Offres d'emploi frauduleuses : pourquoi faut-il ouvrir l'oeil sur LinkedIn ?

15 mai 2023

6min

Offres d'emploi frauduleuses : pourquoi faut-il ouvrir l'oeil sur LinkedIn ?
auteur.e
Antonin Gratien

Journaliste pigiste art et société

Alerte ! Une foule d’escrocs exploitent les avancées technologiques pour nous tendre des pièges sans cesse plus insidieux, plus tentaculaires, sur le premier réseau professionnel du monde. Au point de faire de cette plateforme à la réputation policée le nouveau pays de Cocagne de la cybercriminalité ? Analyse.

▶ Données fournies:
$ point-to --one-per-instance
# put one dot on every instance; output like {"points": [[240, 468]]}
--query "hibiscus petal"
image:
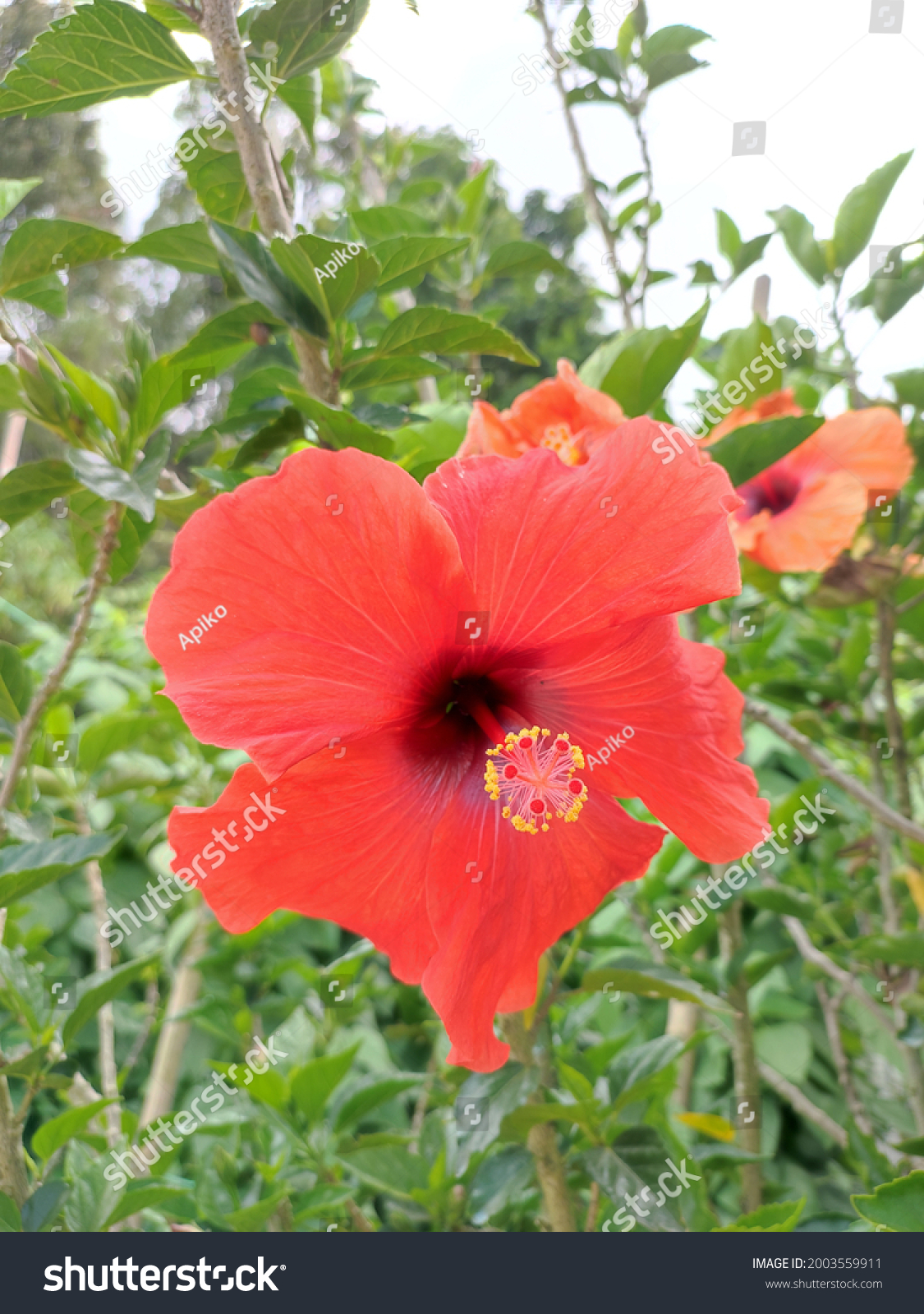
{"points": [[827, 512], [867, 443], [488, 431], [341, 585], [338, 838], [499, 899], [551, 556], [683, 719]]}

▶ À faire:
(A) Citez l'extrait sur les offres d'emploi frauduleuses en commençant par « 15 mai 2023 » et en allant jusqu'à « cybercriminalité ? Analyse. ».
(B) Répondez à ces questions d'après l'extrait sur les offres d'emploi frauduleuses :
(i) Quelle date figure en tête de l'extrait ?
(ii) Quel métier est indiqué pour Antonin Gratien ?
(iii) Comment l'extrait présente-t-il le réseau où les escrocs tendent leurs pièges ?
(C) Rédigez la suite de l'extrait sur les offres d'emploi frauduleuses, à partir de sa dernière phrase.
Les entrées n'ont aucun rôle dans ce travail.

▶ Réponses:
(A)
15 mai 2023

6min

Offres d'emploi frauduleuses : pourquoi faut-il ouvrir l'oeil sur LinkedIn ?
auteur.e
Antonin Gratien

Journaliste pigiste art et société

Alerte ! Une foule d’escrocs exploitent les avancées technologiques pour nous tendre des pièges sans cesse plus insidieux, plus tentaculaires, sur le premier réseau professionnel du monde. Au point de faire de cette plateforme à la réputation policée le nouveau pays de Cocagne de la cybercriminalité ? Analyse.

(B)
(i) Le 15 mai 2023.
(ii) Journaliste pigiste art et société.
(iii) Comme le premier réseau professionnel du monde.

(C)
Voilà l’opportunité que vous n’osiez plus espérer. Vous êtes en recherche d’emploi, repérez une offre alléchante sur LinkedIn et… c’est “oui” ! Un premier entretien se glisse dans votre agenda. Un miracle. À moins que vous ne soyez pris dans les rets d’une escroquerie. Après tout, êtes-vous bien sûr d’avoir affaire à un vrai recruteur ? Ouvrez l’œil, tendez l’oreille : il y a quelque chose de louche, au royaume du réseau professionnel n°1. Car l’outil chéri des employeurs comme des candidats est désormais le théâtre de fraudes “nouvelle génération”, liées au marché de l’emploi. Un phénomène ravageur qui s’inscrit dans un contexte élargi d’explosion des arnaques au recrutement. Rien qu’outre-Atlantique, ce business rapace pesait 209 millions de dollars en 2021, avant de bondir jusqu’à 367,4 millions l’année suivante, d’après les chiffres du Financial Times. Avec, en coulisse, le déploiement d’un arsenal inédit. Intelligence artificielle (IA) pour usurper les visages de profils authentiques, floraison de sites frauduleux copiant en tout point ceux d’entreprises réelles… Focus sur une sophistication galopante de l’arnaque au recrutement dont LinkedIn est devenu, malgré lui, le laboratoire d’expérimentation par excellence. Brossant ainsi le portrait-robot du nouveau visage de l’hameçonnage online.

« Une escroquerie qui se « sophistique » grâce aux technologies »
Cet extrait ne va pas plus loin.